▶ **PROBLEM TO SOLVE**:
Reproduce every line of the entries below, requests included, and shift each point coordinate in the answers by -140. Leave out the pictures.

▶ **RECORDS SHOWN**:
--- begin ---
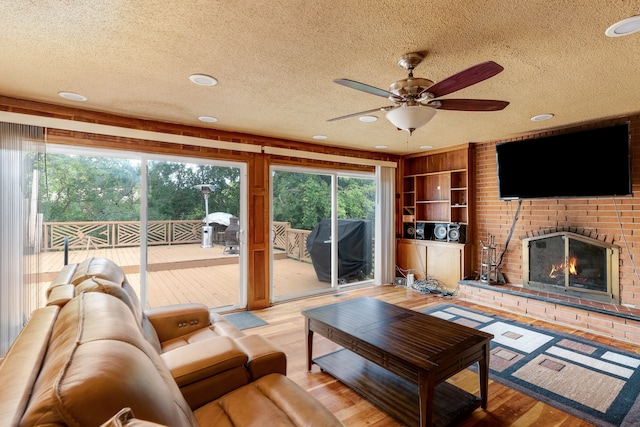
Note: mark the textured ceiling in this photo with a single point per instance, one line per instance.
(276, 61)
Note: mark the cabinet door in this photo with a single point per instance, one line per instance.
(411, 256)
(445, 263)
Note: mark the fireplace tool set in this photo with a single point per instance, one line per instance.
--- end ---
▶ **EXERCISE SOLUTION**:
Note: mark the textured ceiling in this photo with a single point per instance, one line per instance.
(136, -79)
Note: mark the cabinet door in this photo with a single point per instance, one line per instance.
(271, 116)
(305, 123)
Note: mark the fireplace tool set in this photo with a single point per instance, one line per instance.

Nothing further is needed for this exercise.